In diesem Sinne nennt er das von ihm zum Nichts erhobene Vakuum der
Quantenfluktuation instabil. Offenkundig aber hat ein solches instabiles Etwas eine
Eigenschaft und ist damit seiend, wie auch klar aus seiner wiederholten
Definition des „Nichts“, nun wieder in Anführungszeichen, als Vakuum
hervorgeht: „Gemäß der bislang von mir vorgestellten Definition handelt es sich
bei dem relevanten ‚Nichts‘, aus dem unser beobachtetes Etwas hervorgeht, um
das Vakuum des leeren Raumes.“
Und es ist wohl Krauss selbst
klar, dass er nur durch Zuschreibung zum Nichts deklarieren kann, was doch
eindeutig existiert, Raum einnimmt, energiegeladen ist und sich nach
Gesetzmäßigkeiten verhält. Also versucht es Krauss mit gewagter Spekulation auf
Basis der Theorie der Quantengravitation, die Quantenphysik und allgemeine
Relativitätstheorie zu einer Theorie verbinden soll, aber weithin noch bloßes
Forschungsprogramm ist. Er will damit zeigen, dass auch der Raum selbst
„spontan aus dem Nichts auftauchen“ könne. Wobei er rasch anfügt, dass das „Nichts“
hier als „Abwesenheit von Raum und Zeit zu verstehen ist“ und schreibt „Nichts“
wiederum in Anführungszeichen. Auch in der Singularität, dem Zustand vor dem
Urknall, kann die Raumzeit ja unendlich gekrümmt sein, sie bleibt aber doch sicher
ein Existierendes, das nicht aus sich selbst ist. Krauss erkennt das sehr wohl,
denn er muss resigniert feststellen: „Beweist das, dass unser Universum aus dem
Nichts entstanden ist? Natürlich nicht“.

• [ARBEITSAUFTRAG]
Übertrage den Satz „Er will damit zeigen, dass auch der Raum selbst ‚spontan aus dem Nichts auftauchen‘ könne.“ aus dem Textauszug ins Englische.

• [GEZEIGTES MATERIAL]
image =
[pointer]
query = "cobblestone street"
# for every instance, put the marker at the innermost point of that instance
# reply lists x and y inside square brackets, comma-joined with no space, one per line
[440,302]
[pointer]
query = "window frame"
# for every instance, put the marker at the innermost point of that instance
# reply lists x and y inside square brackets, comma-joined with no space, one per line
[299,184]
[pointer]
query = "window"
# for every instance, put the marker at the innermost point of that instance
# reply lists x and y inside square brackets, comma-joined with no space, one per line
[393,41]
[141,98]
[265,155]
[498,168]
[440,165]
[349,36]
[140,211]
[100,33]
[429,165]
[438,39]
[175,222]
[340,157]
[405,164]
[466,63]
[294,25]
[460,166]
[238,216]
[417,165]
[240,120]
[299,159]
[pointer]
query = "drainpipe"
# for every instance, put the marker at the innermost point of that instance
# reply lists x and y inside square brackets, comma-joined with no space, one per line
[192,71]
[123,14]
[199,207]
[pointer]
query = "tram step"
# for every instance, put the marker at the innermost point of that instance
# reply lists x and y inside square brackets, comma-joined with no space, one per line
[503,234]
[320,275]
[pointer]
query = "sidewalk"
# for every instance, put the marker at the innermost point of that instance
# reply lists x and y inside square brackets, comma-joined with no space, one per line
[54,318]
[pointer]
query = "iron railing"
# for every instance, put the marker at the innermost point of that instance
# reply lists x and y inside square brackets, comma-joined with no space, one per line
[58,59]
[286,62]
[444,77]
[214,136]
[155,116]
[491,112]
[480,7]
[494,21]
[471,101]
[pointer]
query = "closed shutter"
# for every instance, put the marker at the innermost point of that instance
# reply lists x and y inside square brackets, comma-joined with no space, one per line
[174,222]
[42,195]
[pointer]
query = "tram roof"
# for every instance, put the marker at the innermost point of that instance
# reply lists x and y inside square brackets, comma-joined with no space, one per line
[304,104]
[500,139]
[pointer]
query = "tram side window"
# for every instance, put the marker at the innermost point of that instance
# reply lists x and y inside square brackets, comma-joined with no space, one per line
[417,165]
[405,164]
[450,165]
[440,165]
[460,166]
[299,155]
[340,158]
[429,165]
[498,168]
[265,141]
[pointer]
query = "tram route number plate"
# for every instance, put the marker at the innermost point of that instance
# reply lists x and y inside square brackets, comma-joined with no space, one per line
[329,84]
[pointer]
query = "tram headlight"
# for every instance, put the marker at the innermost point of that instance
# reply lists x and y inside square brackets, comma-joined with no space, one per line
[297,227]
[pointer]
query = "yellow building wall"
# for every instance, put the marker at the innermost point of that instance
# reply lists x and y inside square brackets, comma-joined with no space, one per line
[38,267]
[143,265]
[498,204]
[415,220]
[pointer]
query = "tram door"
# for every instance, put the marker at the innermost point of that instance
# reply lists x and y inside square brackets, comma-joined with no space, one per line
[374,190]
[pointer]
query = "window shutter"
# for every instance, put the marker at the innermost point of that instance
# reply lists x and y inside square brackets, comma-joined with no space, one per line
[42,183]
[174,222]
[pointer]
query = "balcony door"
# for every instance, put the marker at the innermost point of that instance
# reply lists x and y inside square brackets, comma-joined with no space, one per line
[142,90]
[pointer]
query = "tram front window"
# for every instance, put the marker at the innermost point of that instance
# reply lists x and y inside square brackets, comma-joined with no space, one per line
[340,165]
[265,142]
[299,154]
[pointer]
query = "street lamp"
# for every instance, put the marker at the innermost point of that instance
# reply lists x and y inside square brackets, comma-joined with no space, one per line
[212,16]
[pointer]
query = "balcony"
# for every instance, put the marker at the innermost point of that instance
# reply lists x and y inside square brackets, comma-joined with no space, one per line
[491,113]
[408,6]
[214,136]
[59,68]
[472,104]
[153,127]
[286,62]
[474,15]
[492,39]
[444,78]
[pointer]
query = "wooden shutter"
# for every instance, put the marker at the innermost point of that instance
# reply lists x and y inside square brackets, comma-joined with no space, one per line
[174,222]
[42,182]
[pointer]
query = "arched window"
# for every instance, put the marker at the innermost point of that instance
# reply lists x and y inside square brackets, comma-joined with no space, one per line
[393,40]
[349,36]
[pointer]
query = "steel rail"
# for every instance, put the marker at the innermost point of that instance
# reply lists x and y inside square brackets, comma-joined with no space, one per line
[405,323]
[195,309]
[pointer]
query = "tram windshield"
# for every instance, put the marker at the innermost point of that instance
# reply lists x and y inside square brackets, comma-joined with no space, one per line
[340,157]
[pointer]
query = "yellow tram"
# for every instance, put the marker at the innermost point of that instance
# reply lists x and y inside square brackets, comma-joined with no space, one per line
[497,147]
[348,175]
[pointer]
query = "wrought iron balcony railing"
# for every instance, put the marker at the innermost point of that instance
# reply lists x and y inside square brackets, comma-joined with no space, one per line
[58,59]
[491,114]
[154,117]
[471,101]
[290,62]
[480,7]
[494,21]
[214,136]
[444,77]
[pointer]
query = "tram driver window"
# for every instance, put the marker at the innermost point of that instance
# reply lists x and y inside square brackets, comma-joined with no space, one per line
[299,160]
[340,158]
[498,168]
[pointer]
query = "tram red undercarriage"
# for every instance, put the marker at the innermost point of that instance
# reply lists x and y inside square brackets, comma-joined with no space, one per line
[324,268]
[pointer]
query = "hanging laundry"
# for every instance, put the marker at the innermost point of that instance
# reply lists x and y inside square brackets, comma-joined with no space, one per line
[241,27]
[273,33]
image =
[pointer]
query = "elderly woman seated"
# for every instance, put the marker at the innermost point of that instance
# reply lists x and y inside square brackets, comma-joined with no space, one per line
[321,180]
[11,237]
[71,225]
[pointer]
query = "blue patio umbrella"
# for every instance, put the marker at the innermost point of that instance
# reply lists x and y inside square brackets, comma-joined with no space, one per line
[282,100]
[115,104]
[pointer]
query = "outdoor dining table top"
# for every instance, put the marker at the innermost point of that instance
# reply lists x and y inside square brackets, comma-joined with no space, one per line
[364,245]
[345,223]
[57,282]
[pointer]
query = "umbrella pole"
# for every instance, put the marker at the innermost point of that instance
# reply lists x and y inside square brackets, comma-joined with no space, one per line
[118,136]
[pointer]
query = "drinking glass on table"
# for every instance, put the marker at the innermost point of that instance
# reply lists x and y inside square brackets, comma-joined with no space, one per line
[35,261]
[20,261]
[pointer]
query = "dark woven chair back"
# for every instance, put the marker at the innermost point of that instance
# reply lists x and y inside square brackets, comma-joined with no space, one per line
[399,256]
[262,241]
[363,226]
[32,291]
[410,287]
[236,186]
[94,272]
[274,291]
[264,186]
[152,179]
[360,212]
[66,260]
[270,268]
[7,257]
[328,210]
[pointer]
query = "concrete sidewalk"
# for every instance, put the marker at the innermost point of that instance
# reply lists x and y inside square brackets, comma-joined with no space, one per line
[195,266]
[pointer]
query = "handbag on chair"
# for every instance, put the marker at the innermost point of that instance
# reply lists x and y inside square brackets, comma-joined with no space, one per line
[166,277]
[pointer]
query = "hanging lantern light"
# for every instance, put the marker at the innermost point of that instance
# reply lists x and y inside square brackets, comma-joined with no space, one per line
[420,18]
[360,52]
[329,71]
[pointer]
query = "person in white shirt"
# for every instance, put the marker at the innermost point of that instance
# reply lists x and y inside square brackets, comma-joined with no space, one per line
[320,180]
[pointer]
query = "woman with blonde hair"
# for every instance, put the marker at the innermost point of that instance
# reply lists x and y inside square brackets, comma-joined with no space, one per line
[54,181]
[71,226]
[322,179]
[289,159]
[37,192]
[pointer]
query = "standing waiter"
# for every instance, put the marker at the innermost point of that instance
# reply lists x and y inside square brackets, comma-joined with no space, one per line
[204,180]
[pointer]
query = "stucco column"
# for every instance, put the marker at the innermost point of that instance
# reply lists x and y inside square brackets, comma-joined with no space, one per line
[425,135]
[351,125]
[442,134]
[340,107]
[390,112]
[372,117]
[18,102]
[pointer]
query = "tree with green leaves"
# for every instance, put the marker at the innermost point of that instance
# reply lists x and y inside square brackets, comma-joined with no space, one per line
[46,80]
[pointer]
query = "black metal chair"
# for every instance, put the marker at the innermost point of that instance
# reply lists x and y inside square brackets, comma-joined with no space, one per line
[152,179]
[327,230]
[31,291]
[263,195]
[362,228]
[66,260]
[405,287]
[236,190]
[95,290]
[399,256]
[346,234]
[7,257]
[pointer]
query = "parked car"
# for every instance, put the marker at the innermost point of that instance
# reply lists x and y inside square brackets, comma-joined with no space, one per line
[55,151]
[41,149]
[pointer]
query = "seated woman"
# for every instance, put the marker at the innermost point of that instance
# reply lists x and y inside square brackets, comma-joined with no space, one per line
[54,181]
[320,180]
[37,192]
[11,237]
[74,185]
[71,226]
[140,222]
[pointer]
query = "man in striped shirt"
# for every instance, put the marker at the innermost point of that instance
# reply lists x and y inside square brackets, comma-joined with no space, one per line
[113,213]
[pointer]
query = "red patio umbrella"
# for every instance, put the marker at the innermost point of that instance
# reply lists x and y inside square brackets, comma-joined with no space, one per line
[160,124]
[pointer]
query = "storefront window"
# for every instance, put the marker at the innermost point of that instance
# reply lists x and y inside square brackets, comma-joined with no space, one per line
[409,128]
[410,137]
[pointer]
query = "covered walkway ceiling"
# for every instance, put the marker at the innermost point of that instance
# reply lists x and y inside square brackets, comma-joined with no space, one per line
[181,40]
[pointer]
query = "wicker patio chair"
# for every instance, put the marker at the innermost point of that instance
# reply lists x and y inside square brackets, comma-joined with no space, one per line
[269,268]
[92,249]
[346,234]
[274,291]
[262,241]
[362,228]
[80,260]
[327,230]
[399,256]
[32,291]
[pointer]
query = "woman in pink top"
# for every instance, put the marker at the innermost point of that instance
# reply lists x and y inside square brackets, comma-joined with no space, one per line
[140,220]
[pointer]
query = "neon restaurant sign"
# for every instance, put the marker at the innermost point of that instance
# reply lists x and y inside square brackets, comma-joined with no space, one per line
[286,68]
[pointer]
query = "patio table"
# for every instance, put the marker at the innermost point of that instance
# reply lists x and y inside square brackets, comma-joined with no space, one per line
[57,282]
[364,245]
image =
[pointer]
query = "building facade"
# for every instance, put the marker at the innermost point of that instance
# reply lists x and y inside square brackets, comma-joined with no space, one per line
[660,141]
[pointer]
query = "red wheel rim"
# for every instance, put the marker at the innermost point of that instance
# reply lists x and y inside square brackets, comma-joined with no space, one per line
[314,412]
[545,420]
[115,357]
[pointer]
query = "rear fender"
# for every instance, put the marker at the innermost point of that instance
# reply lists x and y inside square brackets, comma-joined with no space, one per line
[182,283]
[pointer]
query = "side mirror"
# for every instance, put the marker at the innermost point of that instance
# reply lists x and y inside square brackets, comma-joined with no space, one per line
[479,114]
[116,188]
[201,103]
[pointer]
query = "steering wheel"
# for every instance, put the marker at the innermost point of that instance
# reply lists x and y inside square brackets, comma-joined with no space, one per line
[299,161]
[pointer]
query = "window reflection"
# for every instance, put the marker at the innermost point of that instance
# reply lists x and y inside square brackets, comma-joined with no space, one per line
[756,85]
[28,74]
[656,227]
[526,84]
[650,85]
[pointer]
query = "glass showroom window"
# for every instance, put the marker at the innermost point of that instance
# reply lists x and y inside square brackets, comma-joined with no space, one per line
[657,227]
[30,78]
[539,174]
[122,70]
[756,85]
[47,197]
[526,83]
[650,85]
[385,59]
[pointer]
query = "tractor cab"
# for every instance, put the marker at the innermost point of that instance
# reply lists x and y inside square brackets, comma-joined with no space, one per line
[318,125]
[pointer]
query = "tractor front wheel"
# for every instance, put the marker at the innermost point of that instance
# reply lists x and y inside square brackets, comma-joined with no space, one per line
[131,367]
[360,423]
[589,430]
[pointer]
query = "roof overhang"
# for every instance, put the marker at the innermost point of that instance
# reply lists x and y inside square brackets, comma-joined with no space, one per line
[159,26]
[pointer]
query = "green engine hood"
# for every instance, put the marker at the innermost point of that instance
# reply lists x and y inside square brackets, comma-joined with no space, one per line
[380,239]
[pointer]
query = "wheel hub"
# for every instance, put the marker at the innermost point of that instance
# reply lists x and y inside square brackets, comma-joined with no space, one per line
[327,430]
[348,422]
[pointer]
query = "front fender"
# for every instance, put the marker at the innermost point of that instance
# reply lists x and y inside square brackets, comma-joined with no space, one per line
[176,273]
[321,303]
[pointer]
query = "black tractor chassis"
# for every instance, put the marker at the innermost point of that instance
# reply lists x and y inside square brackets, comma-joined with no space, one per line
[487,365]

• [GELÖSTE AUFGABE]
He wants to show by this that space itself, too, could "spontaneously appear out of nothing."